— Start of INFORMATION PROVIDED —

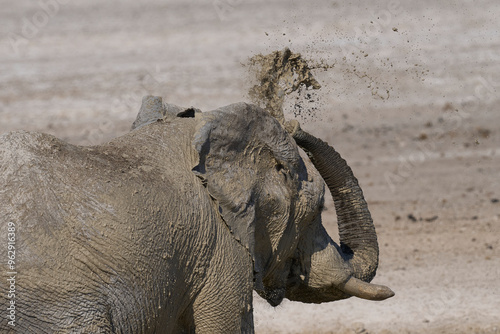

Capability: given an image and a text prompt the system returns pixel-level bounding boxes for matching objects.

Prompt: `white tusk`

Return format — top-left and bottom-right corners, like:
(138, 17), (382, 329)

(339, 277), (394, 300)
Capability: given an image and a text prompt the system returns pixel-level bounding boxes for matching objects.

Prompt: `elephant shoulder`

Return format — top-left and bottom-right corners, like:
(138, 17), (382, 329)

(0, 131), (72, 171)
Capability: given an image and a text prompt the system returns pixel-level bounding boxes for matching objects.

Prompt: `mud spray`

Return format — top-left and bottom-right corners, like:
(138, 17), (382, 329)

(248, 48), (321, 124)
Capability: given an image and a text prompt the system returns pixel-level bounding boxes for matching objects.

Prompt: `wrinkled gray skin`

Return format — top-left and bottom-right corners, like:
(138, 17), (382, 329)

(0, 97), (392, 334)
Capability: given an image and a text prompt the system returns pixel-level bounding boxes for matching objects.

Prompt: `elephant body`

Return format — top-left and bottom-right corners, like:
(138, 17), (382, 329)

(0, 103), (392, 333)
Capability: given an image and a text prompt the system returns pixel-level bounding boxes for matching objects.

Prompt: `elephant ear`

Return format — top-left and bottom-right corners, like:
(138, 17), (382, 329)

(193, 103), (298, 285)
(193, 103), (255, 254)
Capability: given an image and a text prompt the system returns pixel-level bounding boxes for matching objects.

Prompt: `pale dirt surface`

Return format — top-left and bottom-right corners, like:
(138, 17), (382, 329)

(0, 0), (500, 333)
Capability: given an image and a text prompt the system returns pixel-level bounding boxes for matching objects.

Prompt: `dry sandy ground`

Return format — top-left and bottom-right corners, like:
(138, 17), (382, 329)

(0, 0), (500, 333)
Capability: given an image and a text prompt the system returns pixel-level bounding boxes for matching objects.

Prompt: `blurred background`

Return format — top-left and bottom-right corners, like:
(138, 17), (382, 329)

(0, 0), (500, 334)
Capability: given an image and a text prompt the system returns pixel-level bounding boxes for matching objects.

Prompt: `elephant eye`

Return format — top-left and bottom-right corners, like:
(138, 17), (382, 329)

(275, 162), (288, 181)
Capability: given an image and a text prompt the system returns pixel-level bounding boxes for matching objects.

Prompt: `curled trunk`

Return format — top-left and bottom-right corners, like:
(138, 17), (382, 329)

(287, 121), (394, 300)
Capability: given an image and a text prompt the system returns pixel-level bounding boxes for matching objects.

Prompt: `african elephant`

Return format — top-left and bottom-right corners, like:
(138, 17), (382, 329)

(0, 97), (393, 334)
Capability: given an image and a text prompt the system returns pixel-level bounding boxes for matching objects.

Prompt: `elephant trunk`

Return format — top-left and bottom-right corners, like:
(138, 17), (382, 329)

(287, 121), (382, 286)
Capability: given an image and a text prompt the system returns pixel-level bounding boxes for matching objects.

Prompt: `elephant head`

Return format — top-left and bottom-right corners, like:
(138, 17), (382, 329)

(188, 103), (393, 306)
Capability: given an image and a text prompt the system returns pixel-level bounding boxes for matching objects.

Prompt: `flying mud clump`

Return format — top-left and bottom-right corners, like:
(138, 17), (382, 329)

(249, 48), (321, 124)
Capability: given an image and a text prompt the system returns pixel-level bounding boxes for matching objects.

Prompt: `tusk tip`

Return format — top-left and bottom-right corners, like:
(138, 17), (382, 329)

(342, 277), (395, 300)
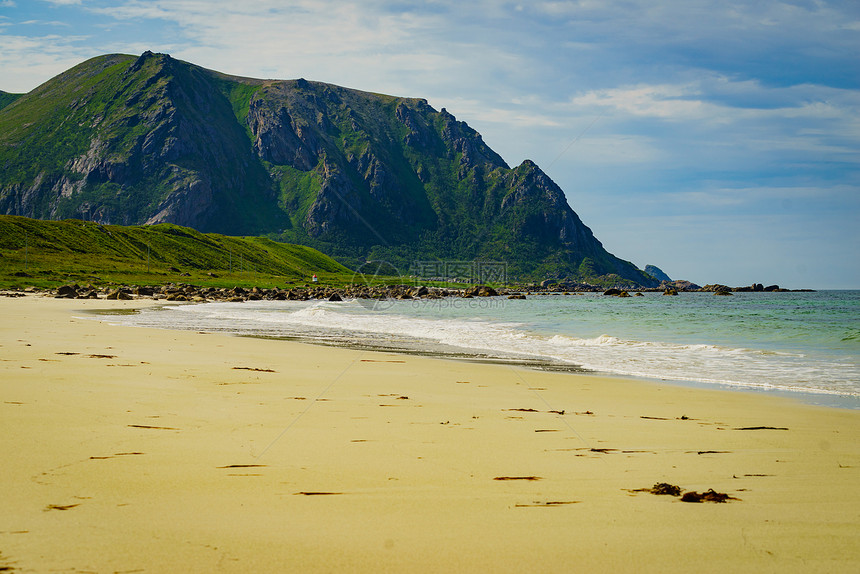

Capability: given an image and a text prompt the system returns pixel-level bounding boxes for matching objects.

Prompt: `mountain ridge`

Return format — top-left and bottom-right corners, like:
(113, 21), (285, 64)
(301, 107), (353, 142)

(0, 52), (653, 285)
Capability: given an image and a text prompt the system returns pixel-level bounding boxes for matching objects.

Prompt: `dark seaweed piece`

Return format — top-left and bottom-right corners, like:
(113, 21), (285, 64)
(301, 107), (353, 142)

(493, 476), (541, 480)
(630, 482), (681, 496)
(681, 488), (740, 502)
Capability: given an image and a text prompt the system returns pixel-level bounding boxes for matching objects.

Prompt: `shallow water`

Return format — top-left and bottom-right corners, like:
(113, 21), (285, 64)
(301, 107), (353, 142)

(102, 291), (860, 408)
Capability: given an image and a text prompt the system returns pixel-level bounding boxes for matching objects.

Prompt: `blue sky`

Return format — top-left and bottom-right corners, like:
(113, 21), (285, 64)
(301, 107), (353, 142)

— End of INFORMATION PROVIDED —
— Start of INFORMATION PROVIDED —

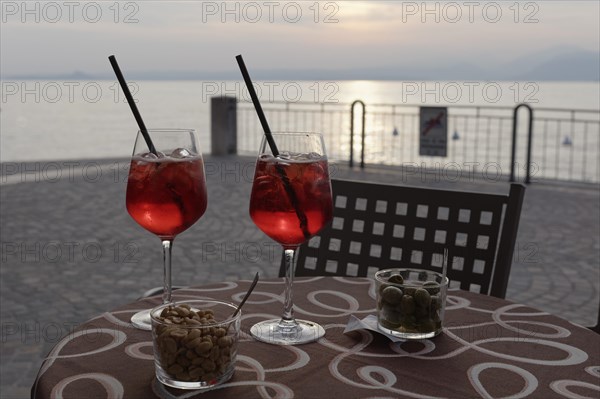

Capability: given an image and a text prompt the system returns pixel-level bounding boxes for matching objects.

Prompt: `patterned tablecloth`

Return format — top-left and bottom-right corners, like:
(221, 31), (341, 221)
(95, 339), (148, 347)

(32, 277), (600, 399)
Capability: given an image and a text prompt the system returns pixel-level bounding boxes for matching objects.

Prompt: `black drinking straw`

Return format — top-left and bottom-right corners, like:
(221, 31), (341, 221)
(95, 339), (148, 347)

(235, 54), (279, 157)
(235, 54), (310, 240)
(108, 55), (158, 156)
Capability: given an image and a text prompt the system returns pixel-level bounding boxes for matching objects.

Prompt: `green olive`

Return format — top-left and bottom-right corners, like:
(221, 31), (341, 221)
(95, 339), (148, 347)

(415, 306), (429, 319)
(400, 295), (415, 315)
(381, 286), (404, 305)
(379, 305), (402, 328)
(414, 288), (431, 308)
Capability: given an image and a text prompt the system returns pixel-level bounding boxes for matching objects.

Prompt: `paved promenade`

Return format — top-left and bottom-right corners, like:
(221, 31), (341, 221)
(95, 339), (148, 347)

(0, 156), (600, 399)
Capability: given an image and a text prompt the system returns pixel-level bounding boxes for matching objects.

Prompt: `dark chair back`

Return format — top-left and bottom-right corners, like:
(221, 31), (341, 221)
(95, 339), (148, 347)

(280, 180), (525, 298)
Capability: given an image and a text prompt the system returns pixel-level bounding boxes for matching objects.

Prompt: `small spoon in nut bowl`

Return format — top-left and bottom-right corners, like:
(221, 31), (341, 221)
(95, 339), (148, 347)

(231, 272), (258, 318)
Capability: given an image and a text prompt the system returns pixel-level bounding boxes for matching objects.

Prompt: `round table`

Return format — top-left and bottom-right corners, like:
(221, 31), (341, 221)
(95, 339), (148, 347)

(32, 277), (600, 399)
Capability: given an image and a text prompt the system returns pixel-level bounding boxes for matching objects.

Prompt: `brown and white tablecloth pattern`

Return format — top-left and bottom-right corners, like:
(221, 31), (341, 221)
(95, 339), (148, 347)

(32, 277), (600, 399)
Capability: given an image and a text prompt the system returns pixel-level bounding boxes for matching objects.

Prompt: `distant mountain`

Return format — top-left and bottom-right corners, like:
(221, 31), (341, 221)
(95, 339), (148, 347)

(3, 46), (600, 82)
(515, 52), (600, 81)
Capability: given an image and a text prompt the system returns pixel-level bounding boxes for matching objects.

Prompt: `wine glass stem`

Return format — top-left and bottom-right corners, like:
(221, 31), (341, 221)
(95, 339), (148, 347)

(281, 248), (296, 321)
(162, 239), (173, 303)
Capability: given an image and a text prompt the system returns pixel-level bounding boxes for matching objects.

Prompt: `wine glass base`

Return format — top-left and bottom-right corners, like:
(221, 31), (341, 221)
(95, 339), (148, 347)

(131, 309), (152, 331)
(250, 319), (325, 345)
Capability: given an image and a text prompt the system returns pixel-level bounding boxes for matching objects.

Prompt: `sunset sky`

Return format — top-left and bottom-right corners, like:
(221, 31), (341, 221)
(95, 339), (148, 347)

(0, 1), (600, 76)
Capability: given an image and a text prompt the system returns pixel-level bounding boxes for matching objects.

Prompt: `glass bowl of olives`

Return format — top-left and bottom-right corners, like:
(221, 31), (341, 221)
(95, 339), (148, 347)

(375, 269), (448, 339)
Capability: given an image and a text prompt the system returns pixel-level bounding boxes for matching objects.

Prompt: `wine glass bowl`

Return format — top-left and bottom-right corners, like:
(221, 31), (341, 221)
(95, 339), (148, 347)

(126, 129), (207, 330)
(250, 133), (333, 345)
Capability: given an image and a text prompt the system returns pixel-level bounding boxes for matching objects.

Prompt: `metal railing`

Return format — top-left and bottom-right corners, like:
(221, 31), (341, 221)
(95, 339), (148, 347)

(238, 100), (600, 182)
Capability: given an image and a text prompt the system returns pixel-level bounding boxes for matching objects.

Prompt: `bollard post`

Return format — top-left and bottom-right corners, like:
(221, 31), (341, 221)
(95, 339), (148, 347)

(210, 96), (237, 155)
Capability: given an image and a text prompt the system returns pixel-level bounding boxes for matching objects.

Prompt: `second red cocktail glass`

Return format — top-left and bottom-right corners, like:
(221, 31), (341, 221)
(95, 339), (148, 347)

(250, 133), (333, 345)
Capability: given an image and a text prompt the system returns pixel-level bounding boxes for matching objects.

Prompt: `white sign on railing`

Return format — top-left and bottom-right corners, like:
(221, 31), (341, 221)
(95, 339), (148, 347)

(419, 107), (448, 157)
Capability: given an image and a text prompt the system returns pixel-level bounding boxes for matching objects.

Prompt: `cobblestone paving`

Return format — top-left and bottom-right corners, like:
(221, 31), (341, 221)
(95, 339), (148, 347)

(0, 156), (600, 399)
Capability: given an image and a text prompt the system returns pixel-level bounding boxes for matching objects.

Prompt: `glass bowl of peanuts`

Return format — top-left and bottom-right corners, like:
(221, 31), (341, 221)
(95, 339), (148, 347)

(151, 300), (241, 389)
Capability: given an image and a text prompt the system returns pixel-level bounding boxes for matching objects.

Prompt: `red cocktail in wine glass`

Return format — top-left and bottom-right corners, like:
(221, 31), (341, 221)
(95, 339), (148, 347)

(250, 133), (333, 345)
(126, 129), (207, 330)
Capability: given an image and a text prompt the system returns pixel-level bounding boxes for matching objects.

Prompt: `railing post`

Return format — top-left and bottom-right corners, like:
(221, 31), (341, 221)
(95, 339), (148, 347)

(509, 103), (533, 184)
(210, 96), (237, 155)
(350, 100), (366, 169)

— End of INFORMATION PROVIDED —

WHAT THE EXERCISE ASKS
Identify each line above that contains the word "mountain", and copy every such line in full.

FULL ANSWER
Prompt: `mountain ridge`
Prompt: `distant mountain`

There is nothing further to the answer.